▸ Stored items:
[Start of section]
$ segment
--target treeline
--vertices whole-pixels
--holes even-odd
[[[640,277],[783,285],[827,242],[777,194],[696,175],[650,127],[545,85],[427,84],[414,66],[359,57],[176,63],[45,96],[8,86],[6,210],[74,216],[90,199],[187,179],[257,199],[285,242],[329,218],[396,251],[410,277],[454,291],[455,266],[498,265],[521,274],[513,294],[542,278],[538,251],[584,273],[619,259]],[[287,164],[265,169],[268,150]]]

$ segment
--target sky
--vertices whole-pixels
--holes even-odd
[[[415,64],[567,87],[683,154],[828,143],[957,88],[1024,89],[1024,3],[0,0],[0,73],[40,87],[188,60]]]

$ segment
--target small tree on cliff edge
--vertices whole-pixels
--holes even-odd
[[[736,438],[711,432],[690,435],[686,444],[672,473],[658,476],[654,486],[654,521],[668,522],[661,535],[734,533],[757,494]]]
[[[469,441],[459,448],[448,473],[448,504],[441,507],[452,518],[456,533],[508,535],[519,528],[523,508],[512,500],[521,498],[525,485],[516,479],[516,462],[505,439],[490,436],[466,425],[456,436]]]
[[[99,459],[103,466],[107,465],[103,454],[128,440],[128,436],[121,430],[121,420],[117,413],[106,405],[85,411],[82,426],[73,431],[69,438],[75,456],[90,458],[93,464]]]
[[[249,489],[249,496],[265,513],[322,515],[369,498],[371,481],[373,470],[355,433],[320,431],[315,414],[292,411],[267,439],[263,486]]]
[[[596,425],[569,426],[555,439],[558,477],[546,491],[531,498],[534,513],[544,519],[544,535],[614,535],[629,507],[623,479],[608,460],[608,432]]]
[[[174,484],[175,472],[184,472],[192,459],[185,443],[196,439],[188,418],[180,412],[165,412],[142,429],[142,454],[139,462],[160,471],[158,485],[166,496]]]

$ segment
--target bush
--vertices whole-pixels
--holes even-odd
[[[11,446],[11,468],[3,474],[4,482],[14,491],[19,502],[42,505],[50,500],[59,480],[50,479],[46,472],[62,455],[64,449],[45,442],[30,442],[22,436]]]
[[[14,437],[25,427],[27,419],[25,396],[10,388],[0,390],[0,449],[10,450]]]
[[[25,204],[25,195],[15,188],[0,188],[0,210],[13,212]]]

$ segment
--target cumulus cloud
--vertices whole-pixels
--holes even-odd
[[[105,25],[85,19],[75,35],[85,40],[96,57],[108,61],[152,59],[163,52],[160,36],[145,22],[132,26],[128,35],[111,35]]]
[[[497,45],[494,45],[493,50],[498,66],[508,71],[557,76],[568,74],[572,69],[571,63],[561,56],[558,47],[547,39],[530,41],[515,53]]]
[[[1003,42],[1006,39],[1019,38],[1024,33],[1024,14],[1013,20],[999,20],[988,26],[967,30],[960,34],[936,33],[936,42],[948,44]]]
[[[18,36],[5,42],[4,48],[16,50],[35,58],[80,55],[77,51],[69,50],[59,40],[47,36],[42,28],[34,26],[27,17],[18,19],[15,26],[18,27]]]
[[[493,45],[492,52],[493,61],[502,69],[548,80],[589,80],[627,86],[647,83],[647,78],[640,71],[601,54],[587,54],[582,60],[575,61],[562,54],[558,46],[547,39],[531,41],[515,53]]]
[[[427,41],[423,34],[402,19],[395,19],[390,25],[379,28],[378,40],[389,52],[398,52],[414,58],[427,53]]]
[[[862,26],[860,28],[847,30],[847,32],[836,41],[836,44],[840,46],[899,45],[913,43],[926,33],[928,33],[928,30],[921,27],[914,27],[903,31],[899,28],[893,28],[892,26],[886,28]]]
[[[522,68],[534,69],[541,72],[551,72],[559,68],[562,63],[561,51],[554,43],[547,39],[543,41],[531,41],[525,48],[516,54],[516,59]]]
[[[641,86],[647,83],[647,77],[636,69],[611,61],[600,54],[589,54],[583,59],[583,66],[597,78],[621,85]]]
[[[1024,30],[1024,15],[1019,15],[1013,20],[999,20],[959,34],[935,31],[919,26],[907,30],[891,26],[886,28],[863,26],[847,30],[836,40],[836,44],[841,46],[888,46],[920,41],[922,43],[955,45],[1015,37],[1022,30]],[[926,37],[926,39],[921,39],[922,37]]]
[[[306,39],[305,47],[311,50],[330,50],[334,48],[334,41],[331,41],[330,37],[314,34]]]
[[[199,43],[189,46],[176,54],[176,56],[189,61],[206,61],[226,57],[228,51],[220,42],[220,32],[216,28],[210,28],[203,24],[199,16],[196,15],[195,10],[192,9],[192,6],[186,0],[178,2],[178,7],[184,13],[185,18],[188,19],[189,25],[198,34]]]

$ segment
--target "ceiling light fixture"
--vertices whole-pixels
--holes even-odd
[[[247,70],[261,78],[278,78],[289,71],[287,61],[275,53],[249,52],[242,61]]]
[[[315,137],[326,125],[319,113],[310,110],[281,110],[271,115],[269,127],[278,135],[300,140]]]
[End of section]
▸ EXERCISE BRIEF:
Search the entries above for the string "target". Copy each line that holds it.

▸ SOLUTION TO THIS PROBLEM:
--target treeline
--target sky
--target small tree on cliff edge
--target bush
--target cumulus cloud
--target "ceiling light fixture"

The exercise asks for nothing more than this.